* Input data *
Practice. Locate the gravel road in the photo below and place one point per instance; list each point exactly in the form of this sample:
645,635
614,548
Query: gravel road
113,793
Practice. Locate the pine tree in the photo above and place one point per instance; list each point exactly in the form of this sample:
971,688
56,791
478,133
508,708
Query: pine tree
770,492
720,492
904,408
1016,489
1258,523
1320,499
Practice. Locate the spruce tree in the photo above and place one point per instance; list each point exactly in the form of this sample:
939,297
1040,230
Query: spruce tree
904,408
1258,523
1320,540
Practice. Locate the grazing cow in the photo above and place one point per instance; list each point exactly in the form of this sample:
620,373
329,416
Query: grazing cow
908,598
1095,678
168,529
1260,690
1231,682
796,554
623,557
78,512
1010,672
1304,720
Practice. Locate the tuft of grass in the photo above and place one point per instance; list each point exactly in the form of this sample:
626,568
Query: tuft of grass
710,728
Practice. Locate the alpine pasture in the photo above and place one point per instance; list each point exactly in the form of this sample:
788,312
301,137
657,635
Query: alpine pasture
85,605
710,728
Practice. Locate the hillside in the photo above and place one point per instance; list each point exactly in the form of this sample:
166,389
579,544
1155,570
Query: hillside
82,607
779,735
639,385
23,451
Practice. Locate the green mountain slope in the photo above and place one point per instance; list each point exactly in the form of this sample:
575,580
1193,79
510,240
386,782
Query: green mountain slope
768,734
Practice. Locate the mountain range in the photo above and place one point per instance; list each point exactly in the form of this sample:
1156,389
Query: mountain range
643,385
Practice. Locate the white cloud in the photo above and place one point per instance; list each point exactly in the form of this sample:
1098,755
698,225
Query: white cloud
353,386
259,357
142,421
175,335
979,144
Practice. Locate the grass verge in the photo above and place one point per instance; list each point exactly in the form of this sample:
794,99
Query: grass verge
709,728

* Goal of the exercise *
Repeat the listing above exactly. Add nothing.

* Response box *
Practice. Locate the gravel road in the photo below and place one point per instance; list each point exactly in the form of this sample:
645,635
614,548
Query: gravel road
113,793
Practice. Locate the pine tree in the photo above and place one point per instance; list each point exactly in the form of this sample:
971,688
56,791
478,133
508,708
Query: pine tree
770,492
720,492
904,408
1016,489
1258,523
1320,499
Practice. Locate the spruce tree in the photo above and place one point per instance; list each point exactly in the form of this sample:
939,297
1040,230
Query: spruce tree
904,408
1258,523
1320,540
Practice. Locate the grazing cow in the photo above and place one point per instance; list each point exactly in the form of this sample:
620,373
329,416
Query: grazing cow
908,598
1095,678
168,529
1260,690
1231,682
796,554
623,557
78,512
1010,672
1304,720
Practice. Locate the tuft of grass in the photo above and place one point per instance; list each point exactly in the form of this sample:
626,568
Query: tuft of grass
710,728
Practice. Locate the alpine pasture in the photo above and place one point per instance; list each point exactly in the form of this sample:
788,312
301,137
657,635
Query: alpine pasture
85,605
710,728
Practice. Locate the hillside in the photo above and place one point per instance; list each point exactly in the form of this sample:
166,389
579,544
1155,570
Query: hillside
82,607
779,735
639,385
23,451
Practice. Locate the green mountain slope in the photo above and place one point per instance; list each point exactly in the form of this sample:
575,580
1193,79
510,240
386,782
Query: green mountain slope
768,734
Practice. Locate the mountain range in the photo above and place one point per instance; list each point exactly in the form of this sample:
1156,389
Query: mountain range
643,385
Practice. Locate the white cloud in the photo above and place one point per instance; list each point exactly in the form of this sample:
1098,755
698,225
Query: white cloud
353,386
259,357
142,421
175,335
979,144
Practice. Locate the grass verge in the photo above and place one point per instance; list each point exactly in the form of this sample:
794,99
Query: grass verge
709,728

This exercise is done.